Company data using Wikidata
Min
Posted on January 11, 2020
- Company data is useful.
- Company information is hard to find in bulk.
- Wikidata can be a useful starting point.
- Wikidata can be great for collecting other information too.
- Let's contribute to open data, not just open source codes.
Company data is really useful
Whether you are doing competitor analysis, econometric analysis, or policy analysis, it would be great to have information about companies. Working in the government, we are often asking how a new public policy might affect small businesses. Necessarily, we need to have data about the list of businesses, and whether they are large or small.
Collecting information about companies is hard
You may think that there are government bodies that collect this information. After all, corporate taxes are a big part of how governments source their funds. However, just because one part of the government has a certain set of data, it does not mean that other parts of the government can access that data. Much of these restrictions are necessary for privacy - and I am not here to debate data sharing and governance policies - but we can agree that having access to such data can benefit researchers.
Some options for company data
Buy the data
For the very reason that the company data is hard to get, there are organisations that sell such information. Organisations such as universities and government agencies purchase these data, without many alternatives.

> Directive 1: From the post on company data, quote the passage from "Company data using" up to and including "open source codes.".
> Directive 2:
Answer these about the company data post:
(a) On what date was it posted?
(b) What does the writer say people working in the government often ask?
(c) What kinds of organisations does it say buy company data?

> Given information:
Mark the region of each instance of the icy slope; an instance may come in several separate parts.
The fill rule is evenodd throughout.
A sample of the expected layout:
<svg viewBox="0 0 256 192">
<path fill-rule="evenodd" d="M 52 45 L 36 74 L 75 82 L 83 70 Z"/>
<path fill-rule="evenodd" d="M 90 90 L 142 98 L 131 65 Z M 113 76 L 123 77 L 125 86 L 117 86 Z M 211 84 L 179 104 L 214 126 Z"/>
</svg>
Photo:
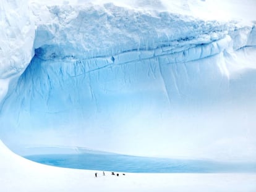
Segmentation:
<svg viewBox="0 0 256 192">
<path fill-rule="evenodd" d="M 19 154 L 56 144 L 255 159 L 254 23 L 194 17 L 186 1 L 122 2 L 31 2 L 24 52 L 35 56 L 2 102 L 2 141 Z"/>
</svg>

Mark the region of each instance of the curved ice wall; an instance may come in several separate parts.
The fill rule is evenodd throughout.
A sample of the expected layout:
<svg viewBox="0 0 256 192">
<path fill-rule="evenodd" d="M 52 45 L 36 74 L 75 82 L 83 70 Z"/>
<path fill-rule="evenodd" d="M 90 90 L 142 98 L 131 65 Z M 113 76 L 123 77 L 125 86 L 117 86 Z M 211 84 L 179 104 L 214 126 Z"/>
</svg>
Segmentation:
<svg viewBox="0 0 256 192">
<path fill-rule="evenodd" d="M 0 136 L 14 151 L 79 146 L 255 159 L 253 23 L 111 3 L 30 9 L 31 23 L 20 25 L 33 28 L 34 20 L 35 33 L 14 40 L 33 44 L 15 48 L 20 60 L 1 64 L 7 72 L 23 65 L 19 76 L 35 50 L 17 81 L 1 73 L 12 83 L 1 104 Z M 28 59 L 20 60 L 23 52 Z"/>
</svg>

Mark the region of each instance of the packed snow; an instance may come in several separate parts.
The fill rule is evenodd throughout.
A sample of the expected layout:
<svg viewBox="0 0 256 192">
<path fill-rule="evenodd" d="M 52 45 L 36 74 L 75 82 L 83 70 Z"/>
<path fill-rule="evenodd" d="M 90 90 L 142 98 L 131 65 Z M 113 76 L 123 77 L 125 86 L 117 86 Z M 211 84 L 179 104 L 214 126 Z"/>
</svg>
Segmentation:
<svg viewBox="0 0 256 192">
<path fill-rule="evenodd" d="M 255 7 L 253 0 L 2 0 L 0 139 L 20 155 L 57 145 L 254 162 Z M 0 152 L 1 191 L 256 189 L 254 174 L 95 178 L 25 160 L 2 143 Z"/>
</svg>

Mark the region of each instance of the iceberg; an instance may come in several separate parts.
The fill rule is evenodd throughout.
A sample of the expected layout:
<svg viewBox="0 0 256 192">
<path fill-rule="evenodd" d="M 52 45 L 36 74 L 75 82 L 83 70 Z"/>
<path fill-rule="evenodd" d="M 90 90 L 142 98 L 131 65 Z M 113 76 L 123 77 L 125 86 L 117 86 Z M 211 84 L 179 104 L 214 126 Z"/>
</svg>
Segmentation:
<svg viewBox="0 0 256 192">
<path fill-rule="evenodd" d="M 3 1 L 1 140 L 255 160 L 255 23 L 207 5 Z"/>
<path fill-rule="evenodd" d="M 113 177 L 20 157 L 90 150 L 254 165 L 255 7 L 1 0 L 0 191 L 255 191 L 253 170 Z"/>
</svg>

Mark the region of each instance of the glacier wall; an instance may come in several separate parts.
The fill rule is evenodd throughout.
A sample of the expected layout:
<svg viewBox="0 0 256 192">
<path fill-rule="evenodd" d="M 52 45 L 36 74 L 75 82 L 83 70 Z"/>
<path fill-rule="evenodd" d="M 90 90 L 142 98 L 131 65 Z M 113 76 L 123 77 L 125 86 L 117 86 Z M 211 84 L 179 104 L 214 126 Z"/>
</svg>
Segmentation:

> Task result 1:
Company data using Wikidata
Min
Posted on January 11, 2020
- Company data is useful.
- Company information is hard to find in bulk.
- Wikidata can be a useful starting point.
- Wikidata can be great for collecting other information too.
- Let's contribute to open data, not just open source codes.

> Task result 2:
(a) January 11, 2020
(b) How a new public policy might affect small businesses
(c) Universities and government agencies